_DIRECTIONS:_
Write out all of the data exactly as it appears.
--- start of ENTRIES SHOWN ---
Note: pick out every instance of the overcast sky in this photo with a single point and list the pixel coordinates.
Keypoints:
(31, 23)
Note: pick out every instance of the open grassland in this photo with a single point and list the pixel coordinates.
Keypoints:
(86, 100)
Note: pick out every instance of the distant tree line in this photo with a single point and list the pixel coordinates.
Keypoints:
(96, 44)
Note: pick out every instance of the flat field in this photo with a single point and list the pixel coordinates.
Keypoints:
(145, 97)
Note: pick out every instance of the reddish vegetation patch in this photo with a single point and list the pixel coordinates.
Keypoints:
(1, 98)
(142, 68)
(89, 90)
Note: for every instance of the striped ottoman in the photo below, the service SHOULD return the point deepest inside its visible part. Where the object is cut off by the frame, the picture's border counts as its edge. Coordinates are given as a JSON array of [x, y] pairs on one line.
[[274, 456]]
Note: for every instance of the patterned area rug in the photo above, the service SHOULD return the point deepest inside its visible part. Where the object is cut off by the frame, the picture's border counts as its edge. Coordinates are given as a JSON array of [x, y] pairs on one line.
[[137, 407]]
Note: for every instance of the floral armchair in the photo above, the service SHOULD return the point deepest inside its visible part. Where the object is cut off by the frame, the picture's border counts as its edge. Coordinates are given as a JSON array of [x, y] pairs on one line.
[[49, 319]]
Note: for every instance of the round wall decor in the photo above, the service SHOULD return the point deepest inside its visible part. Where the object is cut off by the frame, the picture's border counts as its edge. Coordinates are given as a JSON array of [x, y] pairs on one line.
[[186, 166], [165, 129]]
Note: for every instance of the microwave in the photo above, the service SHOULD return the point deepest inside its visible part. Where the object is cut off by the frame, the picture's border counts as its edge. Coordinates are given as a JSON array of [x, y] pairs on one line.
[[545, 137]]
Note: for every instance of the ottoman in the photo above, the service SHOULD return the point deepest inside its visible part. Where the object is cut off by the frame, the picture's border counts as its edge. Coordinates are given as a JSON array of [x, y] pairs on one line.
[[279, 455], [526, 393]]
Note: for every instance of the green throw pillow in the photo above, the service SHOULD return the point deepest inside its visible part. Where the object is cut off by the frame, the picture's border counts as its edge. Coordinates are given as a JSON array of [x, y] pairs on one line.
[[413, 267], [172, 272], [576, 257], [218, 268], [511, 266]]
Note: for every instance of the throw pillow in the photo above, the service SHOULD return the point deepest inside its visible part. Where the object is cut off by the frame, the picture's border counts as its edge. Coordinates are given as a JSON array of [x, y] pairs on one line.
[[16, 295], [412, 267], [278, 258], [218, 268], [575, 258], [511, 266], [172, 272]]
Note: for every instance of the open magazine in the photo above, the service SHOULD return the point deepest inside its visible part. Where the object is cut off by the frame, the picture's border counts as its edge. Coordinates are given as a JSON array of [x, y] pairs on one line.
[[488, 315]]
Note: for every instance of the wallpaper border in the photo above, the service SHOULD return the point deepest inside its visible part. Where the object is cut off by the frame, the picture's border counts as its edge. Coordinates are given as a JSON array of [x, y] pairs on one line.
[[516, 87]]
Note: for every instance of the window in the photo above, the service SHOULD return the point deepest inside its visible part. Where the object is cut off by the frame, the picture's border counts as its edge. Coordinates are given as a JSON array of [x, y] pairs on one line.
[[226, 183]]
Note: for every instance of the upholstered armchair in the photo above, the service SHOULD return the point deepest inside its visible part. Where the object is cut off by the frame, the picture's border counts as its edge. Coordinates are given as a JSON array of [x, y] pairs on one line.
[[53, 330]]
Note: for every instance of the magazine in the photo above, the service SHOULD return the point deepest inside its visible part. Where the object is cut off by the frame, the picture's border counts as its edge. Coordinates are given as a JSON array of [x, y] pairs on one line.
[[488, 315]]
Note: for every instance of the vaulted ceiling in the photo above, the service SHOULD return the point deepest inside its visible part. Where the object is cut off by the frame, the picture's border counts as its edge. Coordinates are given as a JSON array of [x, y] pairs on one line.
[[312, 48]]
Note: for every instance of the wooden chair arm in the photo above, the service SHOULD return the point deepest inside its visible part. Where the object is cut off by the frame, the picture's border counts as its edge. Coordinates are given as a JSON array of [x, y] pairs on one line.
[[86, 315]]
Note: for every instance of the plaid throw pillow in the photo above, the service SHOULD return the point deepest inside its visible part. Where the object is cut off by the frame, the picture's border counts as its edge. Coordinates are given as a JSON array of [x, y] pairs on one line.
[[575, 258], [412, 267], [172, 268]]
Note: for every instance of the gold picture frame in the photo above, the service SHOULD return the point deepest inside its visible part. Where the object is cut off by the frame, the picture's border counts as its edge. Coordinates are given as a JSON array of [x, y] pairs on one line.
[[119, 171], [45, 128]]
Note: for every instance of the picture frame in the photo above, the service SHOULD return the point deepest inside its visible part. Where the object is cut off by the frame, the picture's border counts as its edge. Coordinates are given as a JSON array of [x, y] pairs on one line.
--- end of ENTRIES SHOWN ---
_FINISHED TASK:_
Note: pick out every instance of the overcast sky in this photo with a single point and list the pixel coordinates.
Keypoints:
(31, 23)
Note: pick out every instance of the open grassland in this photo with a single point and list the pixel coordinates.
Keypoints:
(86, 100)
Note: pick out every instance of the distant tree line in this photo with a single point and list the pixel coordinates.
Keypoints:
(96, 44)
Note: pick out every instance of the flat field in this photo with a single point and list the pixel coordinates.
Keypoints:
(145, 97)
Note: pick out every instance of the reddish vegetation patch in this photo with a single point and list the pixel coordinates.
Keypoints:
(1, 98)
(142, 68)
(89, 90)
Note: for every instance of the striped ottoman in the photo below, the service SHOULD return the point deepest inside its visible part. Where the object is cut off by the frame, the picture's border counts as its edge. Coordinates are given as a JSON array of [x, y] pairs on one line.
[[274, 456]]
Note: for every instance of the patterned area rug in the photo above, the service SHOULD return the point deepest inside its visible part. Where the object is cut off by the frame, the picture's border counts as its edge. Coordinates are given as a JSON array of [x, y] pairs on one line.
[[137, 407]]
Note: for every instance of the floral armchair in the photo above, the service SHOULD return the point deepest inside its visible part. Where the object is cut off by the frame, the picture's border counts as its edge. Coordinates are given as a JSON array of [x, y] pairs on one line.
[[49, 319]]
Note: for every instance of the round wall decor in the photo above, the service SHOULD return the point deepest inside its visible part. Where the object is cut off by the frame, the picture's border counts as its edge. Coordinates are given as a JSON array of [x, y] pairs on one line.
[[186, 166], [165, 129]]
Note: for every instance of the microwave in the photo above, the service SHOULD return the point deepest inside its visible part. Where the object is cut off by the frame, the picture's border counts as its edge. Coordinates are given as a JSON array of [x, y] pairs on one line.
[[545, 137]]
Note: for every instance of the ottoman in the photo above, the service SHOULD return the point deepest inside its visible part. Where the object is cut off by the frame, the picture's border counts as its edge. Coordinates are given as a JSON array of [x, y] pairs on one line.
[[279, 455], [526, 393]]
Note: for every instance of the green throw pillow in the photo above, the service SHOULD return the point deepest inside its visible part. Where the object is cut off by the frame, the picture's border counts as its edge. Coordinates are given as a JSON array of [x, y] pairs on one line.
[[413, 267], [172, 272], [576, 257], [218, 268], [511, 266]]
Note: for every instance of the throw pillow in the photo above, the service SHOULD return the point deepest inside its visible part. Where the object is cut off by the frame, the picture's border counts as its edge. Coordinates are given as a JSON array of [x, y] pairs on one line.
[[16, 295], [412, 267], [278, 258], [218, 268], [575, 258], [511, 266], [172, 272]]
Note: for every instance of the open magazine in the photo above, the service SHOULD return the point deepest inside its visible part. Where the object is cut off by the frame, the picture's border counts as its edge. Coordinates are given as a JSON array of [x, y] pairs on one line.
[[488, 315]]
Note: for every instance of the wallpaper border in the photo above, the service SHOULD return the point deepest inside its visible part. Where the object is cut off by the frame, the picture's border counts as its edge. Coordinates are given as a JSON array of [x, y] pairs on one line.
[[516, 87]]
Note: for every instance of the window in the photo above, the service SHOULD return the point deepest inside its visible part. Where the object is cut off by the frame, the picture's border counts as its edge. Coordinates are given as a JSON array of [x, y] pairs on one line.
[[226, 183]]
Note: for every instance of the upholstered armchair in the photo above, the service SHOULD return the point deepest inside its visible part. Where the object is cut off by the frame, the picture's border counts as its edge. Coordinates are given as a JSON array of [x, y] pairs on one line.
[[53, 330]]
Note: for every instance of the magazine in the photo above, the service SHOULD return the point deepest inside its visible part. Where the object is cut off by the frame, the picture's border counts as its edge. Coordinates are given as a JSON array of [x, y] pairs on one line.
[[488, 315]]
Note: for every instance of the vaulted ceiling in the photo above, the service SHOULD return the point deepest inside its visible part. Where the object is cut off by the frame, the picture's border counts as its edge. Coordinates are given as a JSON array of [x, y] pairs on one line.
[[312, 48]]
Note: for every instance of the wooden chair arm in the photo above, the service SHOULD return the point deepest inside its visible part. Where the object is cut off by the frame, the picture's border counts as its edge. Coordinates are given as a JSON array of [x, y] pairs on one line.
[[86, 315]]
Note: for every instance of the plaid throw pillow in the photo above, the service SHOULD return the point deepest inside its visible part. Where the object is cut off by the frame, the picture's border counts as its edge. Coordinates are given as a JSON array of [x, y] pairs on one line.
[[575, 258], [412, 267], [172, 268]]
Note: for every instance of the gold picture frame in the photo above, the service SHOULD return the point deepest inside its visible part. Where the object is cut off by the frame, the picture's border counts as its edge. Coordinates are given as a JSON array of [x, y] pairs on one line.
[[119, 171], [45, 128]]
Note: for every instance of the picture frame in the photo above, the service SHOULD return the point deepest inside its visible part. Where the object is cut off by the frame, the picture's border counts as its edge. Coordinates are given as a JSON array of [x, y] pairs on one line.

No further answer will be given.